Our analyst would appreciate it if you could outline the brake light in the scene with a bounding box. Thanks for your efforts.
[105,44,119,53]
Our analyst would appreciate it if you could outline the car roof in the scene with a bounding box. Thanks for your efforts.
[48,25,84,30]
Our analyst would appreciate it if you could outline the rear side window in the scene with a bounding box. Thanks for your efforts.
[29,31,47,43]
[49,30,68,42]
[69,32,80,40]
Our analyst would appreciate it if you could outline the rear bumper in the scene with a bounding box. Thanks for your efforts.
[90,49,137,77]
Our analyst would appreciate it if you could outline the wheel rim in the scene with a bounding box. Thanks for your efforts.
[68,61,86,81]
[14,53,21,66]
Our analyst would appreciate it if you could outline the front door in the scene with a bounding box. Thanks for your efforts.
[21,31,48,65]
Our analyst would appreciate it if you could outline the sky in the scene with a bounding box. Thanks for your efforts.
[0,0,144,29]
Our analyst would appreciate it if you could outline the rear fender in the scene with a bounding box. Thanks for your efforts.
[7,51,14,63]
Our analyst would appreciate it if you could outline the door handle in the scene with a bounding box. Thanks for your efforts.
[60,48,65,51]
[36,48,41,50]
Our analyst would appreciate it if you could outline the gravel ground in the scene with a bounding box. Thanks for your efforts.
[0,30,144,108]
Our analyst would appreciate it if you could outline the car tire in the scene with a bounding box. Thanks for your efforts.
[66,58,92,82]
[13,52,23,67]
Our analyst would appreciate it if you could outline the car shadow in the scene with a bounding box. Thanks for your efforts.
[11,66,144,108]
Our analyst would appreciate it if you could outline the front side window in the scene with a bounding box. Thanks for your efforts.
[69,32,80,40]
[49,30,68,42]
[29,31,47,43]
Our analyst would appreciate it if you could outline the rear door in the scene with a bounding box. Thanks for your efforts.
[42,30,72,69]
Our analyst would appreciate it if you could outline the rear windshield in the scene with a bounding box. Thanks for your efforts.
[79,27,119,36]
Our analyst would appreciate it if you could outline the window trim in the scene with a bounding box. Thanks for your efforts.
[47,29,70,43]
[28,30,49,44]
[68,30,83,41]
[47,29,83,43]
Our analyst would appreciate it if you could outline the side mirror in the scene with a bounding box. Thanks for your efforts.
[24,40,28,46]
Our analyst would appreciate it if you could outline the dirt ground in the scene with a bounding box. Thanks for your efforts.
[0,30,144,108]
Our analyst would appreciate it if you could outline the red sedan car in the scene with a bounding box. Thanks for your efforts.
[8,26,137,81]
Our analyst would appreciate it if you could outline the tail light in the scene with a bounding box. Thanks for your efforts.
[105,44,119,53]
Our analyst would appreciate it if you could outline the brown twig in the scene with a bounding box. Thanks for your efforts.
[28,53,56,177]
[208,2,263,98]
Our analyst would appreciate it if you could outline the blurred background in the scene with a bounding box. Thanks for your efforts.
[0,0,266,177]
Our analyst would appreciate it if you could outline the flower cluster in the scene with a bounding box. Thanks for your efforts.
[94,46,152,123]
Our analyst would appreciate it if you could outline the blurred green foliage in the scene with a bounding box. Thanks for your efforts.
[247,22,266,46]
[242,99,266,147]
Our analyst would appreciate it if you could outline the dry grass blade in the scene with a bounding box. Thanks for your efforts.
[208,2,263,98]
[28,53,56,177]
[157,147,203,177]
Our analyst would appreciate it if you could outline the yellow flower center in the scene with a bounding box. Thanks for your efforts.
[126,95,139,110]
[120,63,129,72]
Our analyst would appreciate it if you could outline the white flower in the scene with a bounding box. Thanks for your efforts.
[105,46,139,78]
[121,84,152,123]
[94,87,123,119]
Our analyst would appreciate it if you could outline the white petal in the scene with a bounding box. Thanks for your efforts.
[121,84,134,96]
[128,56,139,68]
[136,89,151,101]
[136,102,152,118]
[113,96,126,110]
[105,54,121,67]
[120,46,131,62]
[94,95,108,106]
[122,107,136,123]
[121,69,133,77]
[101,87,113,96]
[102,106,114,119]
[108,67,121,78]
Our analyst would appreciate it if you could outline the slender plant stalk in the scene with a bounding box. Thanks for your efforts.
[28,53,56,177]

= = = = = = =

EXERCISE GOAL
Lay out every line of the listing above as a JSON list of strings, one string per line, leaving out blank lines.

EXPECTED OUTPUT
[
  "Our analyst would appreciate it if you could outline the brake light in the scene with a bounding box. Thanks for your efforts.",
  "[105,44,119,53]",
  "Our analyst would appreciate it if you could outline the car roof in the scene with a bounding box. Thanks for your efforts.",
  "[48,25,84,30]",
  "Our analyst would appreciate it if you could outline the rear side window in the scene with a bounding box. Thanks for your efforts.",
  "[29,31,47,43]",
  "[49,30,68,42]",
  "[69,32,80,40]",
  "Our analyst would appreciate it if you could outline the rear bumper in the scene with a bounding box. Thanks for your efforts.",
  "[90,49,137,77]",
  "Our analyst would appreciate it if you could outline the wheel rim in the scene with a bounding box. Thanks for your efforts.",
  "[68,61,86,81]",
  "[14,53,21,66]",
  "Our analyst would appreciate it if you could outline the front door in the scene with a bounding box. Thanks for your efforts.",
  "[21,31,48,65]",
  "Our analyst would appreciate it if you could outline the sky in the scene with a bounding box. Thanks for your efforts.",
  "[0,0,144,29]",
  "Our analyst would appreciate it if you could outline the rear fender in the scene with a bounding box. Thanks for your efforts.",
  "[7,51,14,63]",
  "Our analyst would appreciate it if you could outline the door handle in the scene with a bounding box. Thanks for your efforts.",
  "[60,48,65,51]",
  "[36,48,41,50]",
  "Our analyst would appreciate it if you could outline the gravel ground in the scene with a bounding box. Thanks for your efforts.",
  "[0,30,144,108]",
  "Our analyst would appreciate it if you could outline the car tire in the scene with a bounding box. Thanks for your efforts.",
  "[66,58,92,82]",
  "[13,52,23,67]",
  "Our analyst would appreciate it if you could outline the car shadow in the scene with a bounding box. Thanks for your efforts.",
  "[11,66,144,108]",
  "Our analyst would appreciate it if you could outline the front side window in the scene with a bounding box. Thanks for your efforts.",
  "[69,32,80,40]",
  "[49,30,68,42]",
  "[29,31,47,43]",
  "Our analyst would appreciate it if you could outline the rear door in the scene with a bounding box. Thanks for your efforts.",
  "[42,30,72,69]",
  "Our analyst would appreciate it if you could outline the rear windshield in the scene with a bounding box. Thanks for your efforts.",
  "[79,27,119,36]",
  "Our analyst would appreciate it if you could outline the window trim in the scene with a bounding box. Thanks for your efforts.",
  "[47,29,70,43]",
  "[28,30,49,44]",
  "[68,30,83,41]",
  "[47,29,83,43]",
  "Our analyst would appreciate it if you could outline the side mirror in the scene with a bounding box. Thanks for your efforts.",
  "[24,40,28,46]",
  "Our analyst would appreciate it if you could outline the dirt ground in the scene with a bounding box. Thanks for your efforts.",
  "[0,30,144,108]",
  "Our analyst would appreciate it if you could outline the red sedan car in the scene with a bounding box. Thanks for your efforts.",
  "[8,26,137,81]",
  "Our analyst would appreciate it if you could outline the tail light in the scene with a bounding box. Thanks for your efforts.",
  "[105,44,119,53]",
  "Our analyst would appreciate it if you could outline the brown twig in the scene with a bounding box. Thanks for your efforts.",
  "[28,53,56,177]",
  "[208,2,263,98]",
  "Our analyst would appreciate it if you could outline the blurred background in the scene with a bounding box. Thanks for your efforts.",
  "[0,0,266,177]",
  "Our analyst would appreciate it if you could outline the flower cluster in the scene with a bounding box. Thanks for your efforts.",
  "[94,46,152,123]",
  "Our analyst would appreciate it if you could outline the blurred green foliage in the scene with a bounding box. Thanks for your efforts.",
  "[247,22,266,46]",
  "[242,99,266,147]",
  "Our analyst would appreciate it if you could outline the dry grass blade in the scene with a bounding box. Thanks for your efforts.",
  "[208,2,263,98]",
  "[28,53,56,177]",
  "[157,147,203,177]",
  "Our analyst would appreciate it if you could outline the yellow flower center in the scene with a bounding box. Thanks for your efforts.",
  "[126,95,139,110]",
  "[120,63,129,72]",
  "Our analyst would appreciate it if you could outline the white flower in the scene with a bounding box. Thanks for your efforts.",
  "[105,46,139,78]",
  "[121,84,152,123]",
  "[94,87,123,119]",
  "Our analyst would appreciate it if you could outline the white petal in the scene with a bounding box. Thanks for your efforts.",
  "[121,84,134,96]",
  "[128,56,139,68]",
  "[136,89,151,101]",
  "[136,102,152,118]",
  "[113,96,126,110]",
  "[105,54,121,67]",
  "[120,46,131,62]",
  "[94,95,108,106]",
  "[122,107,136,123]",
  "[121,69,133,77]",
  "[101,87,113,96]",
  "[102,106,114,119]",
  "[108,67,121,78]",
  "Our analyst would appreciate it if you could outline the slender plant stalk in the scene with a bounding box. Thanks for your efforts.",
  "[28,53,56,177]"
]